§ **What is expected**: Reproduce the entries below exactly, but leave the pictures out.

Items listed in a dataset
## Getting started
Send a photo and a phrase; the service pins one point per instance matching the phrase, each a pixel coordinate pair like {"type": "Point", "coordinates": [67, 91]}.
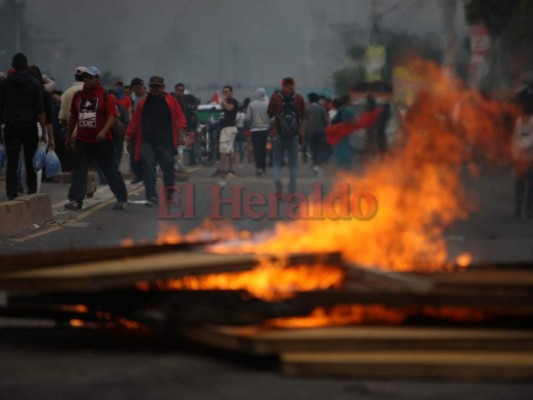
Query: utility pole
{"type": "Point", "coordinates": [449, 13]}
{"type": "Point", "coordinates": [369, 22]}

§ **Final answer**:
## Getting started
Send a photo and a phrase; the service pins one point per instance matching the phrase, each a pixel coordinate pair like {"type": "Point", "coordinates": [67, 91]}.
Query: utility pole
{"type": "Point", "coordinates": [449, 13]}
{"type": "Point", "coordinates": [369, 22]}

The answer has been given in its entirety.